Einträge des Zeigedatensatzes
□ □ □ □ □ □ □

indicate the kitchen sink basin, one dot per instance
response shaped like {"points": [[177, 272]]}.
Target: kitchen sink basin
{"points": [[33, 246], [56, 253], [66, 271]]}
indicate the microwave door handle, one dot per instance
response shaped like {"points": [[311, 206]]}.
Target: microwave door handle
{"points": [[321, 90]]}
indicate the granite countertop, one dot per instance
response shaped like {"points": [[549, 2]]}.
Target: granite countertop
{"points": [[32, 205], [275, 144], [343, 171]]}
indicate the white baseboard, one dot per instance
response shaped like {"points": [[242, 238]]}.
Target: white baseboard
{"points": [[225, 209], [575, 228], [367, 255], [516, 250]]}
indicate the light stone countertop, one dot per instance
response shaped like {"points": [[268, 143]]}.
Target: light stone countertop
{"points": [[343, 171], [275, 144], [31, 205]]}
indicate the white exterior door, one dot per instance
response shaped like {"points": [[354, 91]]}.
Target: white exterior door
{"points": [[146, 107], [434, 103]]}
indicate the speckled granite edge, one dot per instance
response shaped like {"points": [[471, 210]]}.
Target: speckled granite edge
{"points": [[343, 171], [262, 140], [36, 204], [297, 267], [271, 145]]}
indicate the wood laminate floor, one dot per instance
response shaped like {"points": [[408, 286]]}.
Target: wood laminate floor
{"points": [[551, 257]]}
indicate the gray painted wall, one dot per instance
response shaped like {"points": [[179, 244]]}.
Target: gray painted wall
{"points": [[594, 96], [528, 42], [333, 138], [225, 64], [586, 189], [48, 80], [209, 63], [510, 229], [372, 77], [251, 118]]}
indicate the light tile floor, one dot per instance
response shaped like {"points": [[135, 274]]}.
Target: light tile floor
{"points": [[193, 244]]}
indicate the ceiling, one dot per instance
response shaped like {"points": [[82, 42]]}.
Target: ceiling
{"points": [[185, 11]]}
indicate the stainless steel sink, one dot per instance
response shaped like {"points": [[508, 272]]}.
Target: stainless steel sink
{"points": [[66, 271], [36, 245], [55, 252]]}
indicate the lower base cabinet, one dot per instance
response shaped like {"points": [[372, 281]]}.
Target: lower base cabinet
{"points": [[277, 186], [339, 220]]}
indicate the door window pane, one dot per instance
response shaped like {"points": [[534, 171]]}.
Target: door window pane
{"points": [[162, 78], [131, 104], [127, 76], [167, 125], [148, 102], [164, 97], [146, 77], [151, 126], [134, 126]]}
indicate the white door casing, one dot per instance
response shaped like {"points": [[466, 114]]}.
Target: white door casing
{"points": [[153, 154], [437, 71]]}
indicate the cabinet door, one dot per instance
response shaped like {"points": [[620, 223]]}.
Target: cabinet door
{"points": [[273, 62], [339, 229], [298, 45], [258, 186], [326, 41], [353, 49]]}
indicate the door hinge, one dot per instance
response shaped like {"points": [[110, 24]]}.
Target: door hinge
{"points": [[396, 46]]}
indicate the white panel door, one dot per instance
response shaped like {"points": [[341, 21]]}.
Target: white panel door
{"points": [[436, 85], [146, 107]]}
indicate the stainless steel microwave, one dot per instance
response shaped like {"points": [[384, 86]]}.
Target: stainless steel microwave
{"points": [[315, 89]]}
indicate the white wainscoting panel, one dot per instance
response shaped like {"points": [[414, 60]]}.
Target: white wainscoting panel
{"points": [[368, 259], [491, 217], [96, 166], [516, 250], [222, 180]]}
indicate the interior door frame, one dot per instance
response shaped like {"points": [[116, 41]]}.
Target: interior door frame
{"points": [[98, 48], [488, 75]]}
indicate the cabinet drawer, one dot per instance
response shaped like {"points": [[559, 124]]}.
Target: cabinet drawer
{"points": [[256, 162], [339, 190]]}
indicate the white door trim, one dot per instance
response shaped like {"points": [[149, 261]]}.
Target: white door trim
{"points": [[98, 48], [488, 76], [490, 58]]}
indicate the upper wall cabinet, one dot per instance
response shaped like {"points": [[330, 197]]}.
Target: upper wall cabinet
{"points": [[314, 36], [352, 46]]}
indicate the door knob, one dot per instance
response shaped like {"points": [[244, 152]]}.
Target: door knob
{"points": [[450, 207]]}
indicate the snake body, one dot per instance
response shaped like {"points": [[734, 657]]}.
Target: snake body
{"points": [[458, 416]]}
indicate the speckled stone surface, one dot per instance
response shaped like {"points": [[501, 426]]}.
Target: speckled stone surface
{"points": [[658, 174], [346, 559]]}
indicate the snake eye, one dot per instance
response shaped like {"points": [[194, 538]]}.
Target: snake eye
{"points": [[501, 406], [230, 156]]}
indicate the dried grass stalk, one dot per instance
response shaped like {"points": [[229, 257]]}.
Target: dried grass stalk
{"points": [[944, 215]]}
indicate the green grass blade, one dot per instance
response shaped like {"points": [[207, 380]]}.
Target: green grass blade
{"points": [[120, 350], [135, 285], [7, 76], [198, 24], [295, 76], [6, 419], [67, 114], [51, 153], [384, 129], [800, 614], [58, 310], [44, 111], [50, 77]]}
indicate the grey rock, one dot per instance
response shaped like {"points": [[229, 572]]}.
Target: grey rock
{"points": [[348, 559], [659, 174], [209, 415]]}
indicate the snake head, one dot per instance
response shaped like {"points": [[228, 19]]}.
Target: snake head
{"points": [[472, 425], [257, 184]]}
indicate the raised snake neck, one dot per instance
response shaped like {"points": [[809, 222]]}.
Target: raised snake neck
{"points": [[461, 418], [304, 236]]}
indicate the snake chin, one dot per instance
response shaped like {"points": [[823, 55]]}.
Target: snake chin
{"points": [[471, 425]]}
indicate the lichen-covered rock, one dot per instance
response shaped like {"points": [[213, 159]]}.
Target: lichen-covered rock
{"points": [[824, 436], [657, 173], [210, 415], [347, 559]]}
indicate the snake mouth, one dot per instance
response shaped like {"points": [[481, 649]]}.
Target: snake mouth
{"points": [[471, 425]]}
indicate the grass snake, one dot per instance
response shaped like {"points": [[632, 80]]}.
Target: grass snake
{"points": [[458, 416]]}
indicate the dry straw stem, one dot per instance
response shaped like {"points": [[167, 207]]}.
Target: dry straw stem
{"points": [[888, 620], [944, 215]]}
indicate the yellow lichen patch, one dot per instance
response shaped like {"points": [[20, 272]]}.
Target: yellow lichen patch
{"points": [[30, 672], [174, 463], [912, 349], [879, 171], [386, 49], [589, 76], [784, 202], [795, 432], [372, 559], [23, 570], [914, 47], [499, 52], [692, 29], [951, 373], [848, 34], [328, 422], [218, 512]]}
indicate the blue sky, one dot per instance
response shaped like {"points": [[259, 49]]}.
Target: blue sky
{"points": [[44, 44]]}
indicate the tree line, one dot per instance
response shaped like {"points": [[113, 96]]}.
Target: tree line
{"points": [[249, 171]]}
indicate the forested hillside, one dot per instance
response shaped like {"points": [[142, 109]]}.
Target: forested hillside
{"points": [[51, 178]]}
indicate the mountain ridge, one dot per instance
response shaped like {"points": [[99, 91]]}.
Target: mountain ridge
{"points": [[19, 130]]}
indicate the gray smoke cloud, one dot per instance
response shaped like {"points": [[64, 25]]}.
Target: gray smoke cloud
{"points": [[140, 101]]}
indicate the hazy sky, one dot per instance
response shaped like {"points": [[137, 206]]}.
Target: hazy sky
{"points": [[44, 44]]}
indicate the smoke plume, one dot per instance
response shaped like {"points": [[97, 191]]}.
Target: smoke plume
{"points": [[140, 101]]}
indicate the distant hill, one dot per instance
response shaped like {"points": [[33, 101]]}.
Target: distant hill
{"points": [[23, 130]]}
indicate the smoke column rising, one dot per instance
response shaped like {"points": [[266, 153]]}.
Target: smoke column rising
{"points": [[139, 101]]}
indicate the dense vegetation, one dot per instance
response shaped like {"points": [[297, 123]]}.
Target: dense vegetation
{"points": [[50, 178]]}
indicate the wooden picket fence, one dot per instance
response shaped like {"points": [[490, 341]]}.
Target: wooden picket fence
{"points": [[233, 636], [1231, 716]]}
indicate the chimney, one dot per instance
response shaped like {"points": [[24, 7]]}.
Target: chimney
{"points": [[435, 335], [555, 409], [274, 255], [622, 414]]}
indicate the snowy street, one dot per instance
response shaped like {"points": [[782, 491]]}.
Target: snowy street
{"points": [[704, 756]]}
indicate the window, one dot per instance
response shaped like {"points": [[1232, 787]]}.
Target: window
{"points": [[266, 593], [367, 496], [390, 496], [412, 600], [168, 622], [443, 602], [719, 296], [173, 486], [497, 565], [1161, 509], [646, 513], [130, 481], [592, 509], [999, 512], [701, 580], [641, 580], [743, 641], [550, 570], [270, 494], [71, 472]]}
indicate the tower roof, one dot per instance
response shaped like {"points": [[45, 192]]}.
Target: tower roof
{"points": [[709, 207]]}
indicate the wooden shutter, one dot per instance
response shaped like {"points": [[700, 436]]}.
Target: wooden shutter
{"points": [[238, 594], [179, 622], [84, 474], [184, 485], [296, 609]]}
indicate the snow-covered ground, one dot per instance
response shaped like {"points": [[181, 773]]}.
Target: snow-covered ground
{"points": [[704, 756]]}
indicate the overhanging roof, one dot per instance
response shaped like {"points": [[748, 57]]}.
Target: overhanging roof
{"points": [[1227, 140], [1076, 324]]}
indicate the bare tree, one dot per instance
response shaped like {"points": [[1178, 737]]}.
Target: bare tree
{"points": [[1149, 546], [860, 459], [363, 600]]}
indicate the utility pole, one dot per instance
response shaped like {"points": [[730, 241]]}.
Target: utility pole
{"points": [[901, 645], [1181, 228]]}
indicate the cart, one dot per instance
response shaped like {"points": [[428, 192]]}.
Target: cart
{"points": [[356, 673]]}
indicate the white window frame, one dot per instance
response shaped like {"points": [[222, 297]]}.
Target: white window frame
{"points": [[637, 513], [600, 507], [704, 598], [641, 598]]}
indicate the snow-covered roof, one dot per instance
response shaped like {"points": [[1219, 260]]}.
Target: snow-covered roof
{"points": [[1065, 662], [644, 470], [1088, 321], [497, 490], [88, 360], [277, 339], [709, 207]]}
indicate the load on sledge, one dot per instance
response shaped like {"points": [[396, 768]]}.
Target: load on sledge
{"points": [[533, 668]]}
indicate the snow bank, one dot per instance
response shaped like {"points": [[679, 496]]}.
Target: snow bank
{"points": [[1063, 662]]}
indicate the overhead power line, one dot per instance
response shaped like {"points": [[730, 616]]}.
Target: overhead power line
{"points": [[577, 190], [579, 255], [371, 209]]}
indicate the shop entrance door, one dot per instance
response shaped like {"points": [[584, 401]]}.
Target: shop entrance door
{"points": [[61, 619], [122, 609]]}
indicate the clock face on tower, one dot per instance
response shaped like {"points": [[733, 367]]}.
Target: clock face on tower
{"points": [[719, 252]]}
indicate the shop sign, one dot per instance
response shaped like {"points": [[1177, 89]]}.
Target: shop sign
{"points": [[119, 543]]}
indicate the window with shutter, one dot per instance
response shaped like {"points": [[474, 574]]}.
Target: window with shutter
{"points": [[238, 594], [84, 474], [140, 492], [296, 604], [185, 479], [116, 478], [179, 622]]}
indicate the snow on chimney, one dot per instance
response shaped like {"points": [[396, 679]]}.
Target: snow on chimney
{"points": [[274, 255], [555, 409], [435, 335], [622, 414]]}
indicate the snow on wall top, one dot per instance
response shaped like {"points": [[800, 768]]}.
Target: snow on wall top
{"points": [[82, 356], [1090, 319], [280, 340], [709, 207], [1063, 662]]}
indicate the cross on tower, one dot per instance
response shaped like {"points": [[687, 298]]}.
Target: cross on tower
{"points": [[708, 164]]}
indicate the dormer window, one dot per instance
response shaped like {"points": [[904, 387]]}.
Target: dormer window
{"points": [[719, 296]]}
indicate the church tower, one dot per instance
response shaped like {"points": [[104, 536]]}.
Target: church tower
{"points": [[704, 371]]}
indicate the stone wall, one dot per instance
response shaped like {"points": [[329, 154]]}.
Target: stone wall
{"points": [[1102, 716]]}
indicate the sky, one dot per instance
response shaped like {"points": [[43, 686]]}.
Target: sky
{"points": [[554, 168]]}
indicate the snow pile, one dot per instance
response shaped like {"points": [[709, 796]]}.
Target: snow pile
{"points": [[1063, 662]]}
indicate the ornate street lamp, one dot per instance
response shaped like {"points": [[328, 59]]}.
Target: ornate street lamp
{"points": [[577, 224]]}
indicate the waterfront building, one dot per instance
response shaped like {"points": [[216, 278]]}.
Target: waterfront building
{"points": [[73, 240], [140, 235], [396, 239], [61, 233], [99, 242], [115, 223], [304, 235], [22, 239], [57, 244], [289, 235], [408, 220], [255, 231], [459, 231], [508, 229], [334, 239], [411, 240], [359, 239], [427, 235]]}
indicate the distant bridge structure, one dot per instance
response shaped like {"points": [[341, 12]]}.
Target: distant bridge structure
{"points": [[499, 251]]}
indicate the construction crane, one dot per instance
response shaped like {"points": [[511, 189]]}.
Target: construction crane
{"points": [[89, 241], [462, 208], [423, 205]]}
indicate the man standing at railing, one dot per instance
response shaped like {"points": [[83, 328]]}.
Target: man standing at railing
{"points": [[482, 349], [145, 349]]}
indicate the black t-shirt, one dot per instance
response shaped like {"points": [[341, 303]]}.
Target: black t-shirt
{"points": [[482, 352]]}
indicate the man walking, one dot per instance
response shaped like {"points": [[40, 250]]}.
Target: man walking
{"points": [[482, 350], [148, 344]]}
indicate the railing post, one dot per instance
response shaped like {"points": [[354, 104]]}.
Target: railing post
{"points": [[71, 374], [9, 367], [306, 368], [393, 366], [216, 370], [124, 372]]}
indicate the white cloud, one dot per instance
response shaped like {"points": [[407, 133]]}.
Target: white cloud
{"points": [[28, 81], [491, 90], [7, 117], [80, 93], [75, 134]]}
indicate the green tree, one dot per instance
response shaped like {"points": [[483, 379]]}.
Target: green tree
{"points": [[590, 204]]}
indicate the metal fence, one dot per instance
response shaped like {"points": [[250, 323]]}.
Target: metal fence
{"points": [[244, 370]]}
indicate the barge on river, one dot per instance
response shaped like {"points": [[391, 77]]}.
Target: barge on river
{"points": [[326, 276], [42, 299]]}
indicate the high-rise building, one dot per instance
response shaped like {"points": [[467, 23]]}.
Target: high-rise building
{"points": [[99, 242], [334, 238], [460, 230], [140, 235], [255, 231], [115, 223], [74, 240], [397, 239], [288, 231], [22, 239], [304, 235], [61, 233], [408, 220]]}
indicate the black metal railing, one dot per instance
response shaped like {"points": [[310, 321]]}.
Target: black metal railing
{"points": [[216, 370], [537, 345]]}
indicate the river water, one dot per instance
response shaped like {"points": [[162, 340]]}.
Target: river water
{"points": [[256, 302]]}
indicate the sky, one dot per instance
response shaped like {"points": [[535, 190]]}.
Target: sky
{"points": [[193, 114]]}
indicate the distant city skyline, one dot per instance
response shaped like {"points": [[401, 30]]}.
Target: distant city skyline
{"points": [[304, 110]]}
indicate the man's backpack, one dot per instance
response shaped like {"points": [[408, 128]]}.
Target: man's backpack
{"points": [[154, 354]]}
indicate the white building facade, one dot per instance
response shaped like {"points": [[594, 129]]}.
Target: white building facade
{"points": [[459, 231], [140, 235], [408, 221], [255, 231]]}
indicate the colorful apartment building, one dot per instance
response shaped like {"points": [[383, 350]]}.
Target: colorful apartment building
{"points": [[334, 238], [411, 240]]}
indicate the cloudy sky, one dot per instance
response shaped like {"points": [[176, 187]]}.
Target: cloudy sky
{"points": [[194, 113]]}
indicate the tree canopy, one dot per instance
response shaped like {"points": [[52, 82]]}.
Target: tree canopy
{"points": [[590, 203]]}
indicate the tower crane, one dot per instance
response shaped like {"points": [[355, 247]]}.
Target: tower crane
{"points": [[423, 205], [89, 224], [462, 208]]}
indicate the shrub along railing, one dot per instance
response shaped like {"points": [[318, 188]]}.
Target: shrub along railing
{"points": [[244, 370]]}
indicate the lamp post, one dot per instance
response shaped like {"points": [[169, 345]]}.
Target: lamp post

□ □ □ □ □ □ □

* AUFGABENSTELLUNG: Kannst du die Einträge von der Zeile mit „indicate the tower crane, one“ bis zum Ende der Einträge noch einmal ausgeben und dabei „tower crane“ in „construction crane“ umbenennen? Alles andere bleibt unverändert.

* LÖSUNG:
indicate the construction crane, one dot per instance
response shaped like {"points": [[355, 247]]}.
Target: construction crane
{"points": [[423, 205], [89, 224], [462, 208]]}
indicate the shrub along railing, one dot per instance
response shaped like {"points": [[318, 188]]}.
Target: shrub along railing
{"points": [[244, 370]]}
indicate the lamp post, one dot per instance
response shaped like {"points": [[169, 345]]}.
Target: lamp post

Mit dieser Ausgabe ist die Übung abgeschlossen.